EXERCISE: Rewrite the records below as a numbered list, starting at the line that contains "blue sky shown in this photo." and stopping after the line that contains "(282, 1191)". Omit blank lines and include nothing outside that span.

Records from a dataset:
※ ※ ※

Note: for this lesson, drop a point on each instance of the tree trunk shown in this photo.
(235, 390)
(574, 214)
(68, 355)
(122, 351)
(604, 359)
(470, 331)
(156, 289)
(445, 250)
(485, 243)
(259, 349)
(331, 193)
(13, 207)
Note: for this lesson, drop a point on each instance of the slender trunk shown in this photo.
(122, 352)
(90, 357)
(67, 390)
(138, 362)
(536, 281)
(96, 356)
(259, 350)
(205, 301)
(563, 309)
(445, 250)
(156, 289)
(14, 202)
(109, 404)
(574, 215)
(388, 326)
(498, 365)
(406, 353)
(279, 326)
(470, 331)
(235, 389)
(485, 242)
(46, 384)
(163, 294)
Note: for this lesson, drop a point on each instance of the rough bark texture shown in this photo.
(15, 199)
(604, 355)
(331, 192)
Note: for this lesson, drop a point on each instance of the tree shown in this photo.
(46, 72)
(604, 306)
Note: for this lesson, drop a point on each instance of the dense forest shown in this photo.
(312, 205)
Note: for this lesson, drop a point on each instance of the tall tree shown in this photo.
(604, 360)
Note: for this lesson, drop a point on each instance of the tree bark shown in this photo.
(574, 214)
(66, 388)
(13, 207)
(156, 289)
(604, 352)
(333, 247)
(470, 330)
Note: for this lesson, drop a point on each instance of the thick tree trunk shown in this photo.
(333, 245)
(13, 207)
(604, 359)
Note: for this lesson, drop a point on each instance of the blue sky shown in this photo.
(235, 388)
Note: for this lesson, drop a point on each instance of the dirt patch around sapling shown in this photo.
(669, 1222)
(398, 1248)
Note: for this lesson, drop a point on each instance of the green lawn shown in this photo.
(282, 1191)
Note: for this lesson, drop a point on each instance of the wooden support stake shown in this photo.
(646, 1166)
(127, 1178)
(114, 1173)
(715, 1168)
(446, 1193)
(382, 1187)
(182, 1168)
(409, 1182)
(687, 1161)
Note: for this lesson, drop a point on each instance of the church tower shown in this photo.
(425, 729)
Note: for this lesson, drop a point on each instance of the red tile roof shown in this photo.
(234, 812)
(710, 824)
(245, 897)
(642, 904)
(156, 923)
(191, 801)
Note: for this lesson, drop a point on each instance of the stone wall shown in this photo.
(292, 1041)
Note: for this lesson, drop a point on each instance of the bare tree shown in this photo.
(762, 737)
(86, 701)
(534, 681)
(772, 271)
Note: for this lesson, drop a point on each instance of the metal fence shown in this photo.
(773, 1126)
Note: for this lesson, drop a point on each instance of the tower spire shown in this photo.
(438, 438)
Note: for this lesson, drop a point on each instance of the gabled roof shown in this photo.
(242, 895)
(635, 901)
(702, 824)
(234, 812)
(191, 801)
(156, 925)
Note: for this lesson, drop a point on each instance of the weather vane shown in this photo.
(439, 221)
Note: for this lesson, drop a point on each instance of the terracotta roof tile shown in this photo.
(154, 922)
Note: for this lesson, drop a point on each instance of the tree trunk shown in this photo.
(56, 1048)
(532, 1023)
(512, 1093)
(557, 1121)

※ ※ ※

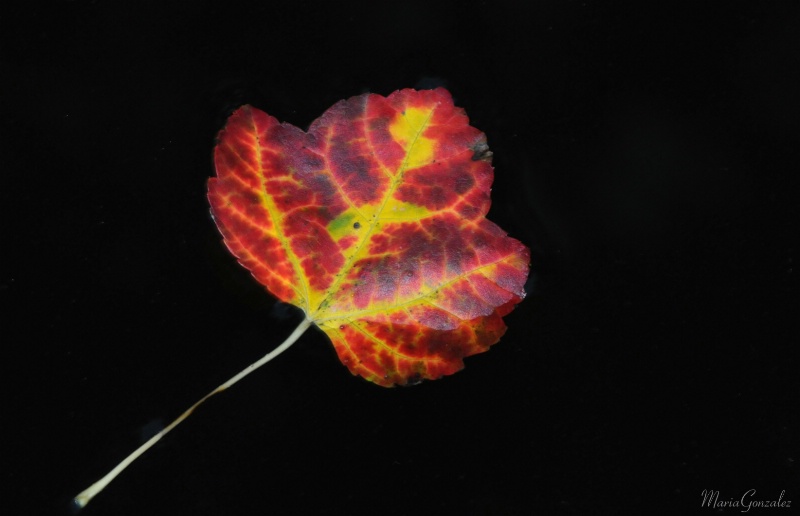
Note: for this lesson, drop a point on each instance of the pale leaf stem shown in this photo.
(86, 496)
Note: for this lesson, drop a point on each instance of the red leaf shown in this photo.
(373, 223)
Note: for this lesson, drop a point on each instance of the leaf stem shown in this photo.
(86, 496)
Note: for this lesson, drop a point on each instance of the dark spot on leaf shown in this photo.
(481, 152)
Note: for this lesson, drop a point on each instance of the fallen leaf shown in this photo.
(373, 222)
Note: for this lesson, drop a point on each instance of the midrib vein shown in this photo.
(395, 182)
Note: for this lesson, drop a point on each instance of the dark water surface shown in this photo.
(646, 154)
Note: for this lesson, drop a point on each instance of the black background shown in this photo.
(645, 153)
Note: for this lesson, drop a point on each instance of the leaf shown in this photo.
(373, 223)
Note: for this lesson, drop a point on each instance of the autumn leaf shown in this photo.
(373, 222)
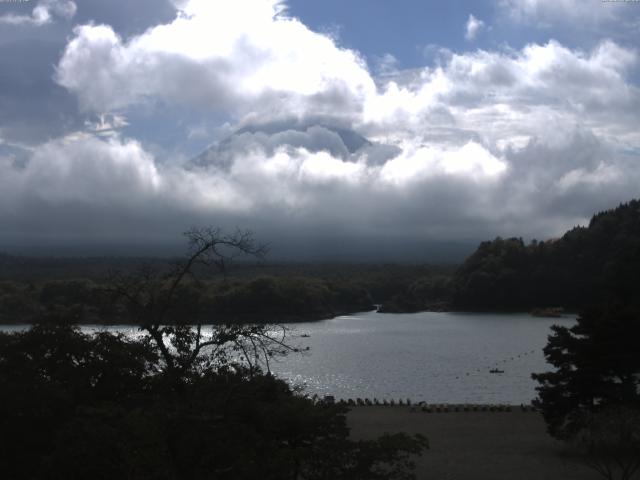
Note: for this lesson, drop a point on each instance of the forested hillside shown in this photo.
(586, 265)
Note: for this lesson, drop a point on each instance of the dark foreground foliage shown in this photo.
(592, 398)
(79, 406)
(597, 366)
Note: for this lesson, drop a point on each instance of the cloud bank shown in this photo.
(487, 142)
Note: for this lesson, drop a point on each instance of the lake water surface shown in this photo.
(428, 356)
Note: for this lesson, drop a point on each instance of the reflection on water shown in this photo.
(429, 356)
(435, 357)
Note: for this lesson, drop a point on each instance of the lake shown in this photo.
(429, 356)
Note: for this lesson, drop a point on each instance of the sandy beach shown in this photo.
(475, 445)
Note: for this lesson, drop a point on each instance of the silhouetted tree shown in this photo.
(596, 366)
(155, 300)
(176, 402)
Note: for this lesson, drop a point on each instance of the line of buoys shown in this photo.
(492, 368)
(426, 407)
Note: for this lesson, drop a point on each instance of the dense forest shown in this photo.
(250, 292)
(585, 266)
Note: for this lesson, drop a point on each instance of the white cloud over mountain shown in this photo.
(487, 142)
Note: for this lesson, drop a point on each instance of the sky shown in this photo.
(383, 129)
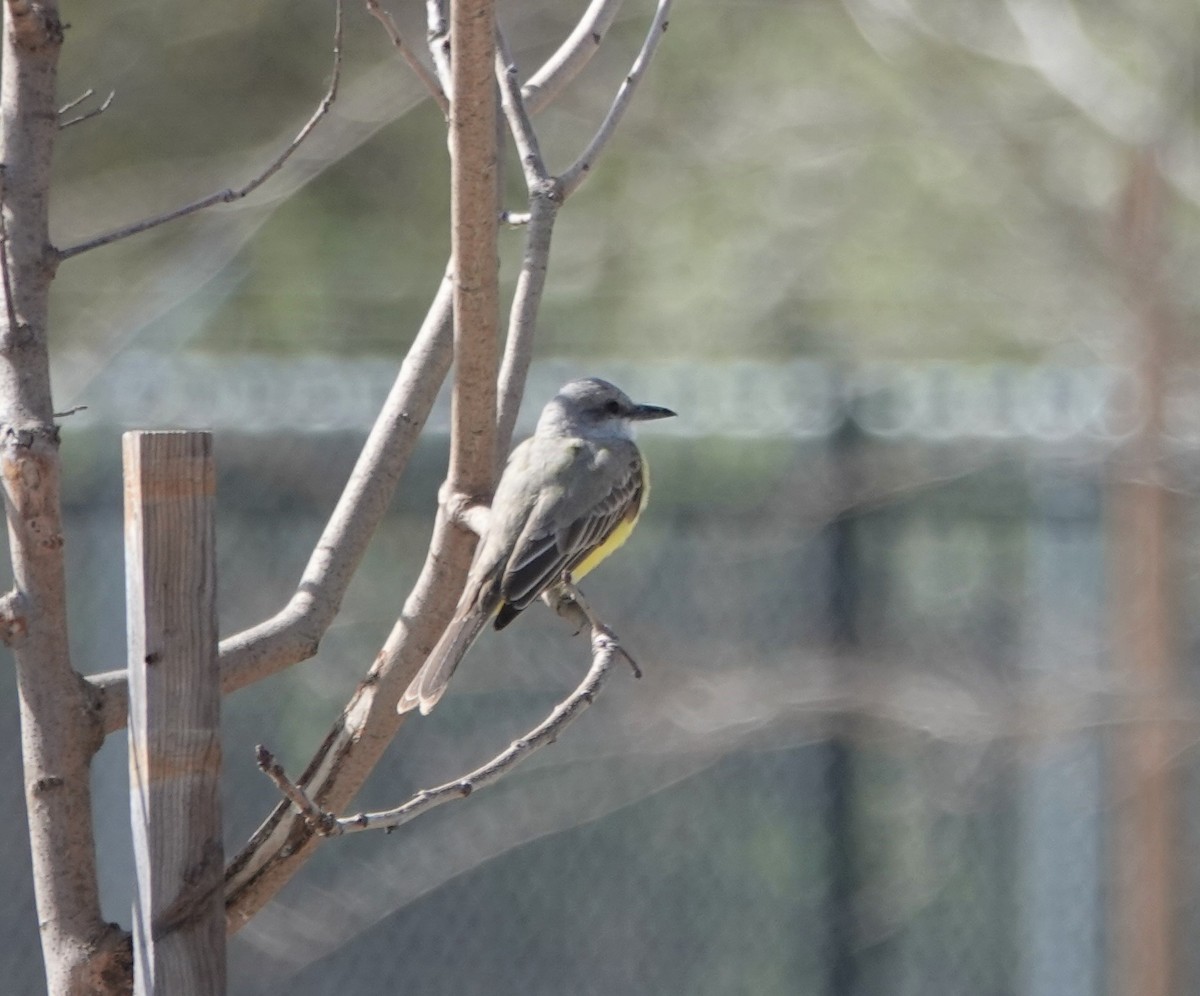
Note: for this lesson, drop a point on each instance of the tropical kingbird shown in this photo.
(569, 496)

※ ※ ※

RESPONSE:
1. Note: for this lesson, drop a point on each instance of the blue sky shown in this photo.
2. (235, 388)
3. Note: for this lesson, drop a point on each instance of the dirt patch around sapling shown in this photo.
4. (669, 1222)
5. (398, 1248)
6. Note: for this lesson, drop a point on each instance of the green lawn shown in this photo.
7. (282, 1191)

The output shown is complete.